Output every one of the lines below as a numbered list, skipping any blank lines.

[start of Dataset]

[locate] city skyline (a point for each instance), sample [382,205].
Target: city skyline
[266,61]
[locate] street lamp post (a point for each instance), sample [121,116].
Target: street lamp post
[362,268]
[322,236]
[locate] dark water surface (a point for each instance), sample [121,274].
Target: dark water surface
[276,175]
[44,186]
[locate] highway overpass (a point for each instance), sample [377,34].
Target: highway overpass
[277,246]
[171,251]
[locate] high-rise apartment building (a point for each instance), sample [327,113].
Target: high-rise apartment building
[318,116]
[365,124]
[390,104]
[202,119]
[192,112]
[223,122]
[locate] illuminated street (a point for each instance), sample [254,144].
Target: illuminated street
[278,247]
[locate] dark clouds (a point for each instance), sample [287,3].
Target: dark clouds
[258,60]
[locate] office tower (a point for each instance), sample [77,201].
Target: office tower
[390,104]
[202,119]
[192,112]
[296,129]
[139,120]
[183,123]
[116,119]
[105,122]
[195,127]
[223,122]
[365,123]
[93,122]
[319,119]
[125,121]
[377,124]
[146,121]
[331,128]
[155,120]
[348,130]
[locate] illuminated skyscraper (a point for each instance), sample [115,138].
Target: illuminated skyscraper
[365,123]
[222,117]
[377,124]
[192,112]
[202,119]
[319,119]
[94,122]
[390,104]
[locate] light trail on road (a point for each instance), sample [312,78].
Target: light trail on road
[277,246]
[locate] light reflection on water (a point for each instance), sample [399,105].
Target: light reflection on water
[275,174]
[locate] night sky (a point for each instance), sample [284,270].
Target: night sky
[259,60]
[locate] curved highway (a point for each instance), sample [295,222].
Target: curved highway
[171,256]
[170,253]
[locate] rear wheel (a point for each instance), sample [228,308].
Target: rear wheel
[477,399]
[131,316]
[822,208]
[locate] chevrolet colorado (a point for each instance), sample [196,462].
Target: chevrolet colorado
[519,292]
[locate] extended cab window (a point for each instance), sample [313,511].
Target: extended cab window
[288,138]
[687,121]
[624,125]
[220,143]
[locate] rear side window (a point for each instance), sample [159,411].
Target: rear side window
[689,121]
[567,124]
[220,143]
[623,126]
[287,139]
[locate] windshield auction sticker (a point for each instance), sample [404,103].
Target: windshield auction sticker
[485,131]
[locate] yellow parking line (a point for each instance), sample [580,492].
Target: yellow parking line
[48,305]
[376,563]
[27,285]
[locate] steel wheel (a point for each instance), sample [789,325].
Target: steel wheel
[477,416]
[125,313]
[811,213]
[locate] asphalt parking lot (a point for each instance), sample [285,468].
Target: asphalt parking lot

[end of Dataset]

-- Output --
1. [locate] city skyline (a point for each instance), sample [382,205].
2. Target: city skyline
3. [266,61]
4. [locate] street lamp post (a point for each instance), sample [121,116].
5. Target: street lamp post
6. [362,268]
7. [322,236]
8. [locate] dark water surface (a point for each instance), sample [121,274].
9. Target: dark water surface
10. [276,175]
11. [44,186]
12. [locate] highway overpass (a point for each instance), sample [377,34].
13. Target: highway overpass
14. [277,246]
15. [171,251]
16. [locate] high-rise apartment building (a point for each instance), sample [327,113].
17. Target: high-rise apartment building
18. [318,116]
19. [365,124]
20. [390,104]
21. [202,119]
22. [192,112]
23. [223,122]
24. [locate] illuminated street (a point for each instance), sample [254,144].
25. Target: illuminated street
26. [278,247]
27. [locate] dark clouds (a point for each instance), sample [287,3].
28. Target: dark clouds
29. [258,60]
30. [locate] office tower (a point for each instance), sample [77,201].
31. Target: office tower
32. [390,104]
33. [202,119]
34. [192,112]
35. [296,129]
36. [139,120]
37. [183,123]
38. [116,119]
39. [105,122]
40. [195,127]
41. [223,122]
42. [365,123]
43. [93,122]
44. [319,119]
45. [125,121]
46. [377,124]
47. [146,121]
48. [331,128]
49. [155,120]
50. [348,130]
51. [locate] illuminated skyscraper (a point for each instance), sample [115,138].
52. Target: illuminated skyscraper
53. [365,123]
54. [222,117]
55. [377,124]
56. [192,112]
57. [202,119]
58. [319,119]
59. [94,122]
60. [390,104]
61. [locate] light trail on road (a point for each instance), sample [312,78].
62. Target: light trail on road
63. [277,246]
64. [locate] light reflection on water (a point for each instance), sample [399,105].
65. Target: light reflection on water
66. [275,174]
67. [locate] night sky (a point for each instance), sample [284,270].
68. Target: night sky
69. [259,60]
70. [locate] curved highway (a point for each instance), sample [295,222].
71. Target: curved highway
72. [171,256]
73. [170,253]
74. [locate] rear wheel (a point for each instance), sample [228,308].
75. Target: rear wheel
76. [477,399]
77. [131,316]
78. [822,208]
79. [locate] chevrolet colorado (a point for each instance), sample [196,462].
80. Target: chevrolet colorado
81. [519,292]
82. [locate] extended cab window (a point for each instance), sample [313,511].
83. Target: extended cab window
84. [288,138]
85. [687,121]
86. [624,125]
87. [220,143]
88. [locate] rear side window (a point for each instance), sample [159,411].
89. Target: rear side window
90. [689,121]
91. [567,124]
92. [220,143]
93. [623,126]
94. [287,139]
95. [locate] windshield auction sticker (a point for each instance), sample [404,103].
96. Target: windshield auction sticker
97. [485,131]
98. [locate] yellow parking line (a point for each instance), sample [580,492].
99. Target: yellow parking line
100. [48,305]
101. [376,563]
102. [27,285]
103. [locate] steel wheel (a point for each instance), sample [789,325].
104. Target: steel wheel
105. [477,416]
106. [125,313]
107. [811,213]
108. [locate] asphalt parking lot (a point for each instance), sample [285,468].
109. Target: asphalt parking lot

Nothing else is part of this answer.